▸ **AIM**
Print the material verbatim, starting at the line containing "TARGET: wooden footboard" and ending at the last line of the material, with both of those lines included.
▼
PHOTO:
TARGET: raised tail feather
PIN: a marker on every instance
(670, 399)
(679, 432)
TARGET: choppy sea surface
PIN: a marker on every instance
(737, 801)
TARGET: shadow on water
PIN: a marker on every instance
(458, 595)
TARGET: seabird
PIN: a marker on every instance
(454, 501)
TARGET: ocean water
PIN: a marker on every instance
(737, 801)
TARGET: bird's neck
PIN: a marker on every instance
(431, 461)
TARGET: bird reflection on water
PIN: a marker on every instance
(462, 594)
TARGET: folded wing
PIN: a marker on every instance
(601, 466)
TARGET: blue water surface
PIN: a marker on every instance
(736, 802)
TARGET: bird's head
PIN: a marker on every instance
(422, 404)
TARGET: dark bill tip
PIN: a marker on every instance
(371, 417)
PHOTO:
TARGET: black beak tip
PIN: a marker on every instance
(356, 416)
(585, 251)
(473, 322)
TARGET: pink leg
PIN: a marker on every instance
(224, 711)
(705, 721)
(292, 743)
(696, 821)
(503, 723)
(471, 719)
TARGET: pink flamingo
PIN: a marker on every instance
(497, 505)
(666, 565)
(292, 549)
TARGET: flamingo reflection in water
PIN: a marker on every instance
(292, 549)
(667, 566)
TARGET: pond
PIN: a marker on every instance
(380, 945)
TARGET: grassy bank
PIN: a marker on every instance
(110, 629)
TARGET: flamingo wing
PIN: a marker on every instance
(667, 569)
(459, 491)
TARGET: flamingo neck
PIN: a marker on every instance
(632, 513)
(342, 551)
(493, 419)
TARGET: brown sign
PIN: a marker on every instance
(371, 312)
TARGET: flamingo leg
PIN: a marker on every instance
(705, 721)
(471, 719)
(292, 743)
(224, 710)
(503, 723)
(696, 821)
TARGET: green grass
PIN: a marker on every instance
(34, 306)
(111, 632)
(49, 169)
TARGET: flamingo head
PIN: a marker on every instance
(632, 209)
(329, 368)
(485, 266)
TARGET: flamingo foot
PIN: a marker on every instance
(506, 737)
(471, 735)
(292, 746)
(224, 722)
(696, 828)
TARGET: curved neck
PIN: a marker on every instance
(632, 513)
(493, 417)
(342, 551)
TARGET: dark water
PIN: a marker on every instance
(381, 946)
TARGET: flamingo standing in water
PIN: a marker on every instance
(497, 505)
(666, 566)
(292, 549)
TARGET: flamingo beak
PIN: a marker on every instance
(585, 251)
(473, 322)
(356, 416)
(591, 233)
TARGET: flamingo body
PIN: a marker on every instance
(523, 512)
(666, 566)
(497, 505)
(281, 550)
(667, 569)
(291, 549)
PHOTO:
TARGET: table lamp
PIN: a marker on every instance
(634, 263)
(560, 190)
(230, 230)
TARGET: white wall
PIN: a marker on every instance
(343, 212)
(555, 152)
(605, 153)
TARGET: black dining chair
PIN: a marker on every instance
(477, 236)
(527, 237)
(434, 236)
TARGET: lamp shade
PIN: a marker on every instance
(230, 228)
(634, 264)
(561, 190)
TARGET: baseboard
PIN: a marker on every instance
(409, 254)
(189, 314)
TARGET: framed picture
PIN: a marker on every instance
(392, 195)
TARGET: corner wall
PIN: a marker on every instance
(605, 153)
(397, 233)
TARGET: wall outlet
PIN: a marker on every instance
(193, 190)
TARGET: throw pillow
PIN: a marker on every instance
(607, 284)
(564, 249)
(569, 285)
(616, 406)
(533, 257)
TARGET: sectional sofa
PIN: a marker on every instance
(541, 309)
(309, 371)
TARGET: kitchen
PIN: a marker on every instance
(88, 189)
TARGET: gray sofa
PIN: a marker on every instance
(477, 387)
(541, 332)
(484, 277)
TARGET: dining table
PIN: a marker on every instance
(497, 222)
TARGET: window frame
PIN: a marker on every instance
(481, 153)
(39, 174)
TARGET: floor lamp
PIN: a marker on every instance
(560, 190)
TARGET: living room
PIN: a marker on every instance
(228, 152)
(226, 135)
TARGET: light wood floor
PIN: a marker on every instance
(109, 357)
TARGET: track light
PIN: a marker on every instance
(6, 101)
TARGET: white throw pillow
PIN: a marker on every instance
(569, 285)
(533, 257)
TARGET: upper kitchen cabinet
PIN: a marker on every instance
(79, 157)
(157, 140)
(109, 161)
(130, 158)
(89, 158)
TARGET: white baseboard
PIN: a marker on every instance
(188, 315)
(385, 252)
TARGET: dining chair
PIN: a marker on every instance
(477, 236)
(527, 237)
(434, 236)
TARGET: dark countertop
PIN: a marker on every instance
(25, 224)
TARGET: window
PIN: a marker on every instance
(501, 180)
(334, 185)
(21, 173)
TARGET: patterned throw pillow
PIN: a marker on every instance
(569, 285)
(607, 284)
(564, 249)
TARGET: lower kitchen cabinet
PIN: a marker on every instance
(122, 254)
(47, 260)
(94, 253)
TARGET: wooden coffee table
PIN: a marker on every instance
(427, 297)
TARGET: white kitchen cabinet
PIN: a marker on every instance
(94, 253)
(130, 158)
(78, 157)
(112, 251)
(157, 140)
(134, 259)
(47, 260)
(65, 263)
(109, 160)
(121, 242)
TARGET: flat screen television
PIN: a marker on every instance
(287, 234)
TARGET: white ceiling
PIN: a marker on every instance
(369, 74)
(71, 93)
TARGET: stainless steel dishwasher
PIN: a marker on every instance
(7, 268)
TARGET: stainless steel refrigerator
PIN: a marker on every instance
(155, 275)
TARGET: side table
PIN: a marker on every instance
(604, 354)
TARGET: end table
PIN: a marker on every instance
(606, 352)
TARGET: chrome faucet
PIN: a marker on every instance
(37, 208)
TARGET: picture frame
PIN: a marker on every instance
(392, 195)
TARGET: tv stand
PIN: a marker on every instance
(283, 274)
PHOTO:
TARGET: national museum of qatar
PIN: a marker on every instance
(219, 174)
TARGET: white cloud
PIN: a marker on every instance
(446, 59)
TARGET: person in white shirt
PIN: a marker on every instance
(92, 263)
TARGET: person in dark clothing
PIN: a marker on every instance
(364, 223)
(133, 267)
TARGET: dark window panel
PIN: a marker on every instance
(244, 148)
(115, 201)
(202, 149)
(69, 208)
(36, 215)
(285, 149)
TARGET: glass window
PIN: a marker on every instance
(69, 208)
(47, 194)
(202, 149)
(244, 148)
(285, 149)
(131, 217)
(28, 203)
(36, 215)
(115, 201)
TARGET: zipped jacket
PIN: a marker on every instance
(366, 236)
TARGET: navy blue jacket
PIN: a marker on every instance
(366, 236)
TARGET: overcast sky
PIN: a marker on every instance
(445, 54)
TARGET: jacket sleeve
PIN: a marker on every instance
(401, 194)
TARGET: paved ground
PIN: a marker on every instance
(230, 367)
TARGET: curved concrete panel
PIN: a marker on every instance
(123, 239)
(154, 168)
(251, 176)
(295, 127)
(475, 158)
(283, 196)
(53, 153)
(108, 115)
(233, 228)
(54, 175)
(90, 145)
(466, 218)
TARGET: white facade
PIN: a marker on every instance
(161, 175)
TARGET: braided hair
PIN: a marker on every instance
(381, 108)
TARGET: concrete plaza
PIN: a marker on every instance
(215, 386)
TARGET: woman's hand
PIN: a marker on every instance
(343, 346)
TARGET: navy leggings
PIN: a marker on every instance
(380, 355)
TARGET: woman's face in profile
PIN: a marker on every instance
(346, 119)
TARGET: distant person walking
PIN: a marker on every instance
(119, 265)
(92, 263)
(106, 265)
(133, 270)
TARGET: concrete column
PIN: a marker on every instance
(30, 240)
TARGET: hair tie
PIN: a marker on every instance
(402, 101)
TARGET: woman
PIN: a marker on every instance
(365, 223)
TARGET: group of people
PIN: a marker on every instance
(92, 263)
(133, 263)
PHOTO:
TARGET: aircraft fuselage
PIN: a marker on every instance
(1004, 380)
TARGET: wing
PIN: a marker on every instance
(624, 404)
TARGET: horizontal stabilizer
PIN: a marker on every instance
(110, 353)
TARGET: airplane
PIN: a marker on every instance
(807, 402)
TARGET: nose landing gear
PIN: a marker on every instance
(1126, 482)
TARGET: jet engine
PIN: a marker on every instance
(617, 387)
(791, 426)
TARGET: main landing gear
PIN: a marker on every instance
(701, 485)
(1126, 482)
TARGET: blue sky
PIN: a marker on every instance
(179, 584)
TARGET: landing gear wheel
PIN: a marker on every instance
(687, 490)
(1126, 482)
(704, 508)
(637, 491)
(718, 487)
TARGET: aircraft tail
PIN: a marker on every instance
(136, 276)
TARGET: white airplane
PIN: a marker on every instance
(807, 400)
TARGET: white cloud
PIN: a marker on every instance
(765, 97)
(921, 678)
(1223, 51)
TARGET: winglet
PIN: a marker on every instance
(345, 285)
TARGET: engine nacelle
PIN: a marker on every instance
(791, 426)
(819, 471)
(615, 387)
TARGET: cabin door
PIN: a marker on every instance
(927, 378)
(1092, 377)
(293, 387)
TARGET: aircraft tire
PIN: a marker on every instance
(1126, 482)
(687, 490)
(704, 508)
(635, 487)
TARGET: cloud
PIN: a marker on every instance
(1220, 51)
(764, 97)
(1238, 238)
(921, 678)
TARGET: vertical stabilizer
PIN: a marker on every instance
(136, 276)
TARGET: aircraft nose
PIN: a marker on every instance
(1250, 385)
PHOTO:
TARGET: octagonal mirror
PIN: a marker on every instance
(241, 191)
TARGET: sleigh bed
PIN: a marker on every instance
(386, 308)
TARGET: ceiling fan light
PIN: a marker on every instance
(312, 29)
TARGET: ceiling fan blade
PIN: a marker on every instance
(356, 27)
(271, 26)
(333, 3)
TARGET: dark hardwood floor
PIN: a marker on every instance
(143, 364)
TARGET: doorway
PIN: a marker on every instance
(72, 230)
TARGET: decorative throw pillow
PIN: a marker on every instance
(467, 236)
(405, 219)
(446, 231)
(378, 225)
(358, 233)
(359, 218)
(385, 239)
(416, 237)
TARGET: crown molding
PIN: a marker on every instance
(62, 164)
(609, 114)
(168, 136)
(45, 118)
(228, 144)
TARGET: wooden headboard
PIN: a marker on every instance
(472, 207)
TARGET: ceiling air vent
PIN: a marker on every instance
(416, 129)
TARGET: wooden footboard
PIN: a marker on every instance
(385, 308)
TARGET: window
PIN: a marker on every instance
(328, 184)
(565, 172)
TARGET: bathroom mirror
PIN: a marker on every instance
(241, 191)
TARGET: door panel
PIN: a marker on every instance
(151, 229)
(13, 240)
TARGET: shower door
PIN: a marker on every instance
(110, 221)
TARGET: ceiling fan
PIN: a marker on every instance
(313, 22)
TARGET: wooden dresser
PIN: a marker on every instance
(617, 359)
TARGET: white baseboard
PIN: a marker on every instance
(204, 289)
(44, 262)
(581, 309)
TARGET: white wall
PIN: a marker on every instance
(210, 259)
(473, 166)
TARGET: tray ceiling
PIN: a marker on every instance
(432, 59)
▲
▸ **FULL RESPONSE**
TARGET: wooden footboard
PIN: a marker on every instance
(385, 308)
TARGET: window
PIN: a marker on every instance
(328, 184)
(565, 172)
TARGET: bathroom mirror
PIN: a marker on every instance
(241, 191)
TARGET: door panel
PIN: a marker on every instance
(151, 229)
(13, 240)
TARGET: shower door
PIN: a marker on every instance
(110, 221)
TARGET: ceiling fan
PIN: a marker on every instance
(313, 22)
TARGET: wooden dresser
PIN: a marker on every instance
(617, 359)
TARGET: white baseboard
PIN: a marker on every instance
(204, 289)
(44, 262)
(581, 309)
TARGET: white wall
PIN: a marker on every instance
(210, 259)
(473, 166)
TARGET: tray ceiling
PIN: a marker on every instance
(432, 59)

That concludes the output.